APPLY WHAT YOU READ:
1. Name every newspaper that the commentary on the Central American children held at the Texas border cites by name.
2. Extend the commentary on the Central American children held at the Texas border, starting right after its last sentence.

EXCERPT:
· · · · · · ·

Commenting here on a breaking news story such as the children from Central America in custody at the Texas border runs the risk that the situation may have changed drastically by the time you read this. On the other hand, it is fascinating to look at current events “with a Bible in one hand and a newspaper in the other,” so let’s take a look at the front pages of today’s papers and give it a try.
“President Obama Seeking Nearly $4 billion to Address Immigration Crisis,” the Latino Post tells us.(1) Actually, the President has gone out of his way NOT to frame the tsunami of unaccompanied children from Honduras, Guatemala and El Salvador at our border as an immigration issue. He calls it instead an “urgent humanitarian situation,” figuring, I suppose, that while immigration reform is a toxic, politicized issue that is going nowhere in the U.S. House of Representatives, who could deny that we are obligated to provide care for children who are at our mercy?
The President may be overestimating our humanitarian impulses. Today’s Houston Chronicle tells us that in League City, a suburb of Houston and the largest city in Galveston County, the City Council voted 6-2 to prohibit city departments from cooperating with federal requests to process or house “illegal aliens,”(2) whether they are “designated as ‘refugee’ or otherwise.”(3) Turns out that these pesky children from Central America are somehow allowing “radical Islamist terror groups” to enter our country. Plus the kids might carry communicable diseases, don’t you know. The Galveston County Daily News adds the poignant detail that tea party groups “waved small American flags above their heads when fellow supporters spoke.”(4)
If you wonder where folks get this stuff, a Houston Chronicle columnist points out that Texas Governor Rick Perry has been suggesting that maybe the whole refugee thing is a conspiracy and that President Obama just might be behind it. And in case you are wondering what child refugees from Central America can possibly have to do with radical Islamist terrorist groups, Governor Perry informs us that the current wave of immigrants “are people that are coming from states like Syria that have substantial connections back to terrorist regimes and terrorists operations.”(5)

· · · · · · ·

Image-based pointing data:

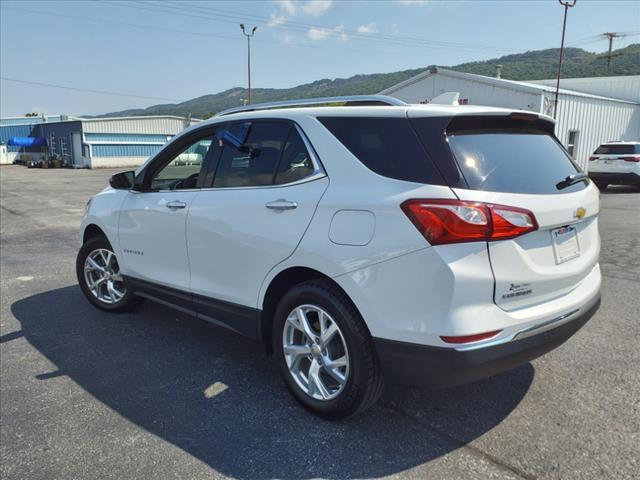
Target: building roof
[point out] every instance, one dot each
(525, 87)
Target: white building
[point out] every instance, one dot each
(584, 119)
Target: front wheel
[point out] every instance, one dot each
(99, 276)
(325, 352)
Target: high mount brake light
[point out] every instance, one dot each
(456, 221)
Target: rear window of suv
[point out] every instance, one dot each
(388, 146)
(617, 149)
(513, 162)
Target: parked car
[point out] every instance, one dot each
(615, 163)
(421, 244)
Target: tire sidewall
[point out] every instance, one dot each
(88, 247)
(351, 396)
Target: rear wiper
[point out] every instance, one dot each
(571, 180)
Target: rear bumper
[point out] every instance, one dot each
(420, 365)
(628, 178)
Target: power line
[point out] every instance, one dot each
(190, 32)
(101, 92)
(222, 16)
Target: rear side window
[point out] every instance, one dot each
(617, 149)
(515, 162)
(254, 163)
(295, 163)
(388, 146)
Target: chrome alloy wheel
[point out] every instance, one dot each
(102, 275)
(315, 352)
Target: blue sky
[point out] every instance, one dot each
(180, 50)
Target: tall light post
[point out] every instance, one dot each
(567, 4)
(248, 35)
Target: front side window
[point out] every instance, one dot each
(182, 170)
(253, 163)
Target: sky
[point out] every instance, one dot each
(150, 52)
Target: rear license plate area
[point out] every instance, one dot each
(565, 243)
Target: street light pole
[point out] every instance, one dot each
(567, 4)
(248, 35)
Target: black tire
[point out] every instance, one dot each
(364, 383)
(125, 303)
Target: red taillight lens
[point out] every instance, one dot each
(456, 221)
(471, 338)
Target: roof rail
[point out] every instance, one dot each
(350, 100)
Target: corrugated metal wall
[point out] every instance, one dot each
(123, 150)
(597, 121)
(140, 125)
(126, 138)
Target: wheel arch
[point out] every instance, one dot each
(279, 285)
(92, 230)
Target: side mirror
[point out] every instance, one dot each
(123, 180)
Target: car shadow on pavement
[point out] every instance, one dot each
(218, 397)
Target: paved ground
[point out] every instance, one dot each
(90, 395)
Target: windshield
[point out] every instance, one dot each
(617, 149)
(513, 162)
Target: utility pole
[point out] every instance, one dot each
(609, 55)
(248, 35)
(567, 4)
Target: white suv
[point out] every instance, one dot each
(615, 163)
(424, 244)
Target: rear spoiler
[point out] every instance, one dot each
(514, 122)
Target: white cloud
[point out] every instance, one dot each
(276, 20)
(369, 28)
(315, 8)
(318, 33)
(339, 31)
(288, 6)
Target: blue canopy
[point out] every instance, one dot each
(27, 142)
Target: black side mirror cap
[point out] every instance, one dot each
(123, 180)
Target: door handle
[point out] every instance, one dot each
(281, 204)
(176, 204)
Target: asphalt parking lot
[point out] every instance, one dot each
(155, 394)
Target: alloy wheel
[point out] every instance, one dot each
(315, 352)
(102, 276)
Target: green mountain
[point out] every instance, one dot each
(532, 65)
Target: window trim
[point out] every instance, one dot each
(318, 168)
(168, 153)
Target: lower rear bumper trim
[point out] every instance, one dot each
(437, 367)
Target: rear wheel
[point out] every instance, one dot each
(99, 276)
(325, 352)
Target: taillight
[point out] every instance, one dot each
(456, 221)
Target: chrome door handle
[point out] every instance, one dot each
(176, 204)
(281, 204)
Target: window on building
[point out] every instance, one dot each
(572, 143)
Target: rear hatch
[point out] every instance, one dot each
(615, 158)
(516, 161)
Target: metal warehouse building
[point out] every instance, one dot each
(89, 143)
(584, 119)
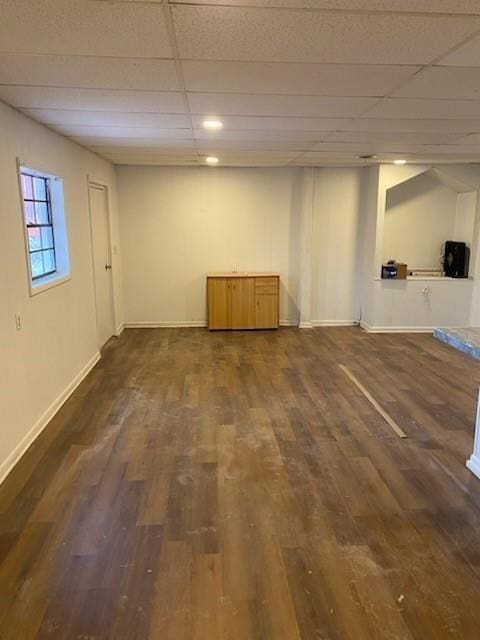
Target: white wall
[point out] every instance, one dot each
(179, 223)
(419, 217)
(412, 304)
(58, 337)
(336, 246)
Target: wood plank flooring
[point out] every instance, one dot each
(238, 486)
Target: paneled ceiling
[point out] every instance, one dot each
(295, 82)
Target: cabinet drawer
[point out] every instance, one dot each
(267, 285)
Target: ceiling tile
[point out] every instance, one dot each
(423, 6)
(133, 144)
(443, 82)
(387, 137)
(88, 72)
(243, 104)
(213, 147)
(411, 108)
(92, 99)
(300, 79)
(471, 151)
(85, 28)
(369, 147)
(273, 123)
(122, 132)
(395, 124)
(260, 136)
(231, 33)
(473, 138)
(109, 118)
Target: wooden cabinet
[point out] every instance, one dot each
(242, 301)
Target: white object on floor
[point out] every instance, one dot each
(473, 463)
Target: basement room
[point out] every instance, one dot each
(240, 320)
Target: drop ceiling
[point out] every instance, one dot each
(295, 82)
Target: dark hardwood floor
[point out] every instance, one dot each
(238, 486)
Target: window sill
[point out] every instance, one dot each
(48, 282)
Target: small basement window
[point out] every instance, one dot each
(45, 230)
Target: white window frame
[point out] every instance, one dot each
(58, 219)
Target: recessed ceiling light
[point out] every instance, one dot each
(212, 124)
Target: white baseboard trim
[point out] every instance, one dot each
(305, 325)
(172, 324)
(374, 329)
(334, 323)
(473, 463)
(164, 324)
(7, 465)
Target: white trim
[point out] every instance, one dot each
(473, 463)
(7, 465)
(96, 184)
(172, 324)
(167, 324)
(334, 323)
(371, 329)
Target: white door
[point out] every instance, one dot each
(102, 265)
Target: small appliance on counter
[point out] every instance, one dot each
(456, 259)
(393, 270)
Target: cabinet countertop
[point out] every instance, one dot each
(242, 274)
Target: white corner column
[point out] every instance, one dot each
(473, 463)
(306, 231)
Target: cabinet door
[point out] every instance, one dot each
(266, 311)
(243, 311)
(219, 303)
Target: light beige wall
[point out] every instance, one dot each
(179, 223)
(58, 336)
(336, 245)
(419, 217)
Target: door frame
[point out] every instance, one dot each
(93, 183)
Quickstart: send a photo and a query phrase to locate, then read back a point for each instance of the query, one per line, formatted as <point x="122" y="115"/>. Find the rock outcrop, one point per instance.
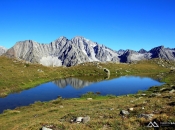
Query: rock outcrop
<point x="2" y="50"/>
<point x="62" y="52"/>
<point x="163" y="53"/>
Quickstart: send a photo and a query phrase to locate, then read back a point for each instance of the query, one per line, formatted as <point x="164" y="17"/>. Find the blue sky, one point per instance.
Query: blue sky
<point x="118" y="24"/>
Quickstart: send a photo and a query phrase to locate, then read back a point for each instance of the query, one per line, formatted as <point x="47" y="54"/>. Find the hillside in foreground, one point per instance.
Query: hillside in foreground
<point x="156" y="104"/>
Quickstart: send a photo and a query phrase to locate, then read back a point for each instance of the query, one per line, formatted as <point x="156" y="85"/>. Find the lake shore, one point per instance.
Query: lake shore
<point x="104" y="111"/>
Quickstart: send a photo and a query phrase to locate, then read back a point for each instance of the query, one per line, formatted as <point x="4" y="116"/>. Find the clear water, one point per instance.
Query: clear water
<point x="72" y="88"/>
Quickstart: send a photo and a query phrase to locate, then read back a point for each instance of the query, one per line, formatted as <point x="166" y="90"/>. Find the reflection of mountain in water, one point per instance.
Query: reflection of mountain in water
<point x="74" y="82"/>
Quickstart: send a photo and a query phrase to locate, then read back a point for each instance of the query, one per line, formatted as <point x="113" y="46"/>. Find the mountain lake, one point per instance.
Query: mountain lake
<point x="74" y="88"/>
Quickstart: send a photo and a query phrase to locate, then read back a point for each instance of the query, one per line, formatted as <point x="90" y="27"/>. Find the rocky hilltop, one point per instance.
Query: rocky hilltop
<point x="2" y="50"/>
<point x="62" y="52"/>
<point x="80" y="50"/>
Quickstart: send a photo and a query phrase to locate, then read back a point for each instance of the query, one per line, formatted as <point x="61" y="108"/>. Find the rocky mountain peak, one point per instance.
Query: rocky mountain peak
<point x="80" y="50"/>
<point x="142" y="51"/>
<point x="2" y="50"/>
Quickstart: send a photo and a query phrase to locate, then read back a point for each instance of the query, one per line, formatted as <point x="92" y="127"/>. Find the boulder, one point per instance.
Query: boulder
<point x="123" y="112"/>
<point x="45" y="128"/>
<point x="146" y="116"/>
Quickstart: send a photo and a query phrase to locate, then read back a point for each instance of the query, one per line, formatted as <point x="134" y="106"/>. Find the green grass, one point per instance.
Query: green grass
<point x="103" y="110"/>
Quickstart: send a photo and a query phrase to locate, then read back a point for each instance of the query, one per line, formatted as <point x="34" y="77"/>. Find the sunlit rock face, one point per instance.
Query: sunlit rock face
<point x="2" y="50"/>
<point x="64" y="52"/>
<point x="74" y="82"/>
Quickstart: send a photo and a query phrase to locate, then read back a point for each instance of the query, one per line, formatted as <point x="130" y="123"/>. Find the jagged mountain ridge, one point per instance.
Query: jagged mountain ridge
<point x="80" y="50"/>
<point x="2" y="50"/>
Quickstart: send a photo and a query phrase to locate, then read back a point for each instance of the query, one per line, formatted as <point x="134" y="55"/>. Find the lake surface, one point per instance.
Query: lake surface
<point x="73" y="88"/>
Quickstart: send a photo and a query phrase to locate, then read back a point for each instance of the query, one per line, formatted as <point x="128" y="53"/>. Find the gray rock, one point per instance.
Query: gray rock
<point x="64" y="52"/>
<point x="155" y="94"/>
<point x="123" y="112"/>
<point x="86" y="119"/>
<point x="172" y="91"/>
<point x="45" y="128"/>
<point x="79" y="119"/>
<point x="89" y="98"/>
<point x="2" y="50"/>
<point x="131" y="109"/>
<point x="146" y="116"/>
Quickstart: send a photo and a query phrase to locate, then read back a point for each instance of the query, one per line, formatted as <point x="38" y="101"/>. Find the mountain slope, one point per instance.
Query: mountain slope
<point x="80" y="50"/>
<point x="62" y="52"/>
<point x="2" y="50"/>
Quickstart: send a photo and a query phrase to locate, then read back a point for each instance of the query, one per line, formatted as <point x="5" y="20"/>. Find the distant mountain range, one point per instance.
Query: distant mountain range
<point x="79" y="50"/>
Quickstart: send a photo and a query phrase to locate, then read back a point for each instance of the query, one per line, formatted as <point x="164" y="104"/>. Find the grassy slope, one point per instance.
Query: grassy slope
<point x="99" y="109"/>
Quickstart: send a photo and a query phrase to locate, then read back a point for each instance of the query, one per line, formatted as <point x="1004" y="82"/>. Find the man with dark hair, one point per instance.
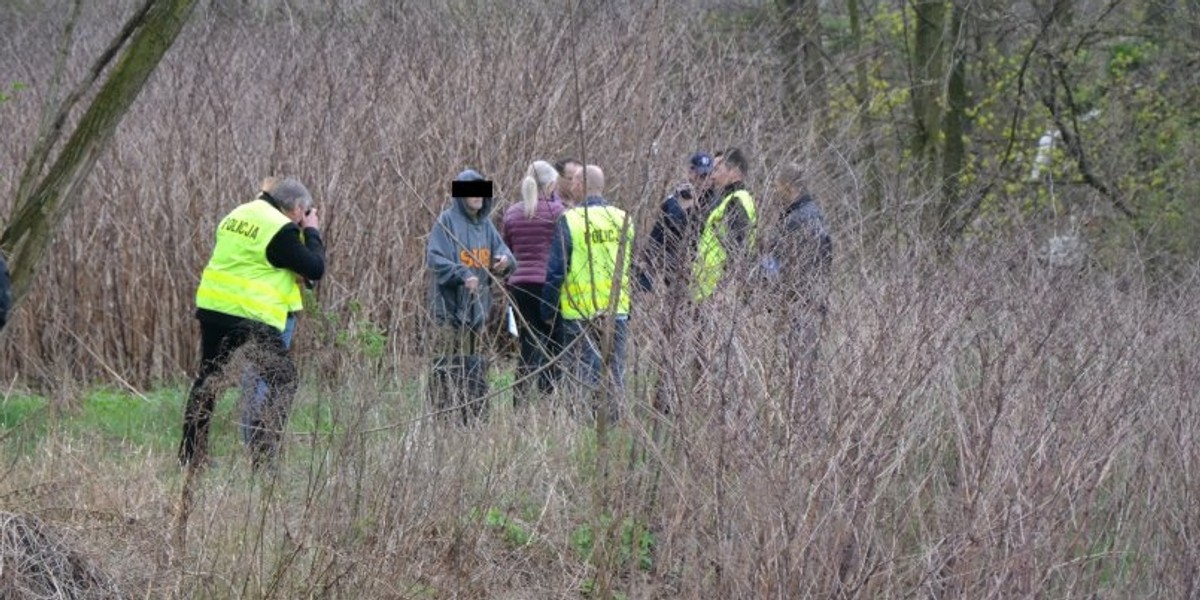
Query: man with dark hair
<point x="727" y="232"/>
<point x="667" y="253"/>
<point x="244" y="298"/>
<point x="799" y="259"/>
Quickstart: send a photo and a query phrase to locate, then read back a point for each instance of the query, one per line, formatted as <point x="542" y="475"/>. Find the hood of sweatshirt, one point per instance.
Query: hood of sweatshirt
<point x="461" y="203"/>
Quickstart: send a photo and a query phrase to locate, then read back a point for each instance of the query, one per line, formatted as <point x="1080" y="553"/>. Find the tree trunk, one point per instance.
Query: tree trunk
<point x="39" y="209"/>
<point x="954" y="151"/>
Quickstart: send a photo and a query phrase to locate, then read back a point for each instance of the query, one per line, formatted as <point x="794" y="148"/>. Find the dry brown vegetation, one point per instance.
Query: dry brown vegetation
<point x="981" y="426"/>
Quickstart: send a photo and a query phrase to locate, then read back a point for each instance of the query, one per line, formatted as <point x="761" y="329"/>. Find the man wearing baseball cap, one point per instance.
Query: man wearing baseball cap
<point x="667" y="255"/>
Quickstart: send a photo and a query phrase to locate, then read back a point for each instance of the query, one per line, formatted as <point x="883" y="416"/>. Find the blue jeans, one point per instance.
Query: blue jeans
<point x="253" y="387"/>
<point x="582" y="340"/>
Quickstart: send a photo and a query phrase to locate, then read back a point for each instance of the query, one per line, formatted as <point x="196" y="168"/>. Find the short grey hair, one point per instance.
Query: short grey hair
<point x="288" y="192"/>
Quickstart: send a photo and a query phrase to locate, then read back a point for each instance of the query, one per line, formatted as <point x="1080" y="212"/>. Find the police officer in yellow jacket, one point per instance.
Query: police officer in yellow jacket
<point x="244" y="297"/>
<point x="729" y="228"/>
<point x="588" y="282"/>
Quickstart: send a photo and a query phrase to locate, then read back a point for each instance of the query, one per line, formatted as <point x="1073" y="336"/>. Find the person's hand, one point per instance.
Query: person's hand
<point x="310" y="220"/>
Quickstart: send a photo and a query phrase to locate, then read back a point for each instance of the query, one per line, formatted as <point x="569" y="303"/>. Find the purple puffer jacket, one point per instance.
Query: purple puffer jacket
<point x="529" y="238"/>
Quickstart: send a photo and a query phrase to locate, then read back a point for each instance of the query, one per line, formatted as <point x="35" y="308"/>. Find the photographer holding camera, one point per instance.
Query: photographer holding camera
<point x="667" y="257"/>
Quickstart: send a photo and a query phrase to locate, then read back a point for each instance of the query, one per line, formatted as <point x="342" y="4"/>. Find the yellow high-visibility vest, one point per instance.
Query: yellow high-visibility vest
<point x="239" y="280"/>
<point x="598" y="235"/>
<point x="708" y="268"/>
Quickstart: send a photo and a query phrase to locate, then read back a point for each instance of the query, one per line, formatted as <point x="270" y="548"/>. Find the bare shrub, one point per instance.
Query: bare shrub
<point x="36" y="563"/>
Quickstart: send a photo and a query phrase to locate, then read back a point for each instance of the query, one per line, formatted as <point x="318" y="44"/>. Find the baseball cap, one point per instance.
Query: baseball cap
<point x="701" y="162"/>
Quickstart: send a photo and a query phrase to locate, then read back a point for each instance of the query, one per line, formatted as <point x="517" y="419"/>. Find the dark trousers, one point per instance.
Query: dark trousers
<point x="538" y="342"/>
<point x="219" y="340"/>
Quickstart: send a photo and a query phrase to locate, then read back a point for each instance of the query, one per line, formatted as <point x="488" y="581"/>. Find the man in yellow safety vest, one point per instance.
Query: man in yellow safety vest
<point x="588" y="283"/>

· · · · · · ·

YOUR RESPONSES:
1. Latino Post, Houston Chronicle, Galveston County Daily News

2.
Hard to know how to respond to statements like that, so let us just move on and see how the President intends to spend 3.7 billion of emergency appropriations on this “urgent humanitarian situation.” More than 1.5 billion would go to Homeland Security for increased enforcement – air surveillance, overtime pay for Border Patrol agents, and so on. Three hundred million in “foreign aid” would be used to deport the kids faster and “discourage families from sending their children north.”6 None of this sounds particularly humanitarian, but, happily, there is 1.8 billion proposed for Health and Human Services to care for the children while we they are in custody and awaiting legal proceedings to determine if they have the right to stay here.
That part does sound humanitarian, but it is somewhat undercut by White House sources who assure us that the President will work with Congress to expedite the deportations, so we will not have to care for the children for as long. And, apparently, the President will work with Congress on those in-convenient trafficking laws that prevent us from just sticking the kids on an airplane as soon as we catch them.(7) Getting rid of such hindrances to deportation is, I suspect, the kind of comprehensive immigration reform that the House of Representatives would be willing to consider.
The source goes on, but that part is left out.